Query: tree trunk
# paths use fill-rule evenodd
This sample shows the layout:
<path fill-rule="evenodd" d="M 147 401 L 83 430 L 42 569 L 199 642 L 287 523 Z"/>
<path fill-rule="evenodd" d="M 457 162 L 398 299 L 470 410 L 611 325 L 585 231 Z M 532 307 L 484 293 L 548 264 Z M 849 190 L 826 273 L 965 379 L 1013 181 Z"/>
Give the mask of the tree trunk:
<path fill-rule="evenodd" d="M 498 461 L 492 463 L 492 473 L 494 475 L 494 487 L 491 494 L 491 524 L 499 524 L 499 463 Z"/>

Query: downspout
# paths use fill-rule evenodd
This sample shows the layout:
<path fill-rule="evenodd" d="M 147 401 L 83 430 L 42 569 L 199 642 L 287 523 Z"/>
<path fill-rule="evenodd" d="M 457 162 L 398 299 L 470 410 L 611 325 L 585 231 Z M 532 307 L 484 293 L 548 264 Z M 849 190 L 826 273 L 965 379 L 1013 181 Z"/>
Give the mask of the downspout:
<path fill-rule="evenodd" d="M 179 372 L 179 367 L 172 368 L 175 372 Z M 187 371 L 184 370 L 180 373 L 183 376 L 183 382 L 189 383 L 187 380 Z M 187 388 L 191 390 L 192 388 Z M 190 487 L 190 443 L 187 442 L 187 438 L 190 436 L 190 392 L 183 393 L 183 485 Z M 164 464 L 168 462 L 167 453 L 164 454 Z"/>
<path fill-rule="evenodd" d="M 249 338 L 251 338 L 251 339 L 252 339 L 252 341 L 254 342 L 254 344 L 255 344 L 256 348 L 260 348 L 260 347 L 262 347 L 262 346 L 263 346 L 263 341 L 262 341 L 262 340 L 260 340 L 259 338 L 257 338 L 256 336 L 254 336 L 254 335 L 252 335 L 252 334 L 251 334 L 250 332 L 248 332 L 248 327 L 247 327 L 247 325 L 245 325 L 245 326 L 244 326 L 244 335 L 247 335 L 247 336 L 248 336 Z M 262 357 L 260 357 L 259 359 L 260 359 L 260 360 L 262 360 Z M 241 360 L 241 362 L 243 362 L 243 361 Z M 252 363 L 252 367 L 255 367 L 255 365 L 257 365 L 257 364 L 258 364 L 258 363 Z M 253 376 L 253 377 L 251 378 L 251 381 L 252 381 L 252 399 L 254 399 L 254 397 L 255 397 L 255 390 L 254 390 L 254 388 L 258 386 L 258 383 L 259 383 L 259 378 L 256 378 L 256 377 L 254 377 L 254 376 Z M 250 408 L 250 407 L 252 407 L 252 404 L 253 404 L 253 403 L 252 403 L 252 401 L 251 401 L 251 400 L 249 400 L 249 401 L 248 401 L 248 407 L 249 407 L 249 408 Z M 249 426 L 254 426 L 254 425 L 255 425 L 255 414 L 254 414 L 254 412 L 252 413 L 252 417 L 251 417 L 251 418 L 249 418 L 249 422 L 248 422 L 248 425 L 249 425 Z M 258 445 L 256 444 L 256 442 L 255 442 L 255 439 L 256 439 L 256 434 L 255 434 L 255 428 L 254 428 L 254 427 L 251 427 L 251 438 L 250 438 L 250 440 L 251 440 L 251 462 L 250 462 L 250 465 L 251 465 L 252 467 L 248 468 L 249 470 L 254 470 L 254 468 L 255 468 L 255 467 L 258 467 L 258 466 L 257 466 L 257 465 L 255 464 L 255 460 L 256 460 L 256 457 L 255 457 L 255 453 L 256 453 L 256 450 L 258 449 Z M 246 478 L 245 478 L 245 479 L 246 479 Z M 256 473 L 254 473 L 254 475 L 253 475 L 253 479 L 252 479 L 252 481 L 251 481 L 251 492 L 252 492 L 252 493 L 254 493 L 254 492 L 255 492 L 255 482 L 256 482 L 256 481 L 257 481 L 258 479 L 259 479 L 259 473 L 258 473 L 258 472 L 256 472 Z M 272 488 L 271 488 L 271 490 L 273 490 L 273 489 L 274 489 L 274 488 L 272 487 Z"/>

- [Work order]
Please retype the entries above in full, exactly as they stand.

- [Answer for this exercise]
Query: tree trunk
# paths use fill-rule evenodd
This sample shows the layout:
<path fill-rule="evenodd" d="M 147 401 L 83 430 L 42 569 L 199 642 L 287 523 Z"/>
<path fill-rule="evenodd" d="M 457 162 L 398 299 L 470 410 L 611 325 L 585 231 Z M 532 307 L 484 293 L 548 264 Z M 849 190 L 826 273 L 965 379 L 1013 181 Z"/>
Give the mask of the tree trunk:
<path fill-rule="evenodd" d="M 498 461 L 492 463 L 492 473 L 494 475 L 494 487 L 491 494 L 491 524 L 499 524 L 499 463 Z"/>

Query: downspout
# paths use fill-rule evenodd
This sample shows the layout:
<path fill-rule="evenodd" d="M 147 401 L 83 430 L 42 569 L 199 642 L 287 523 Z"/>
<path fill-rule="evenodd" d="M 457 162 L 398 299 L 470 410 L 611 325 L 585 231 Z M 532 307 L 484 293 L 548 264 Z M 849 190 L 826 273 L 965 379 L 1013 181 Z"/>
Give the mask of the downspout:
<path fill-rule="evenodd" d="M 179 372 L 179 367 L 172 368 L 175 372 Z M 187 371 L 184 370 L 180 373 L 183 376 L 183 382 L 189 383 L 187 380 Z M 187 388 L 191 390 L 192 388 Z M 190 487 L 190 443 L 187 442 L 187 438 L 190 436 L 190 392 L 183 393 L 183 485 Z M 164 464 L 168 462 L 167 453 L 164 454 Z"/>
<path fill-rule="evenodd" d="M 249 338 L 251 338 L 251 339 L 252 339 L 252 341 L 254 342 L 254 344 L 255 344 L 256 348 L 260 348 L 260 347 L 262 347 L 262 346 L 263 346 L 263 341 L 262 341 L 262 340 L 260 340 L 259 338 L 257 338 L 256 336 L 254 336 L 254 335 L 252 335 L 252 334 L 251 334 L 250 332 L 248 332 L 248 327 L 247 327 L 247 325 L 245 325 L 245 326 L 244 326 L 244 335 L 247 335 L 247 336 L 248 336 Z M 262 357 L 260 357 L 259 359 L 260 359 L 260 360 L 262 360 Z M 241 360 L 241 362 L 243 362 L 243 361 Z M 252 363 L 252 367 L 255 367 L 255 365 L 257 365 L 257 364 L 258 364 L 258 363 Z M 253 376 L 253 377 L 251 378 L 251 381 L 252 381 L 252 399 L 254 399 L 254 397 L 255 397 L 255 390 L 254 390 L 254 388 L 258 386 L 258 383 L 259 383 L 259 378 L 256 378 L 256 377 L 254 377 L 254 376 Z M 250 408 L 250 407 L 252 407 L 252 404 L 253 404 L 253 403 L 252 403 L 252 401 L 251 401 L 251 400 L 249 400 L 249 401 L 248 401 L 248 407 L 249 407 L 249 408 Z M 249 426 L 254 426 L 254 425 L 255 425 L 255 414 L 254 414 L 254 412 L 252 413 L 252 417 L 251 417 L 251 418 L 249 418 L 249 422 L 248 422 L 248 425 L 249 425 Z M 258 445 L 256 444 L 256 442 L 255 442 L 255 439 L 256 439 L 256 434 L 255 434 L 255 428 L 254 428 L 254 427 L 251 427 L 251 438 L 250 438 L 250 440 L 251 440 L 251 462 L 250 462 L 250 465 L 251 465 L 252 467 L 248 468 L 249 470 L 254 470 L 254 468 L 255 468 L 255 467 L 258 467 L 258 466 L 257 466 L 257 465 L 255 464 L 255 460 L 256 460 L 256 457 L 255 457 L 255 453 L 256 453 L 256 450 L 258 449 Z M 246 478 L 245 478 L 245 479 L 246 479 Z M 256 473 L 254 473 L 254 475 L 253 475 L 253 479 L 252 479 L 252 481 L 251 481 L 251 492 L 252 492 L 252 493 L 254 493 L 254 492 L 255 492 L 255 482 L 256 482 L 256 481 L 257 481 L 258 479 L 259 479 L 259 473 L 258 473 L 258 472 L 256 472 Z M 272 488 L 271 488 L 271 490 L 273 490 L 273 489 L 274 489 L 274 488 L 272 487 Z"/>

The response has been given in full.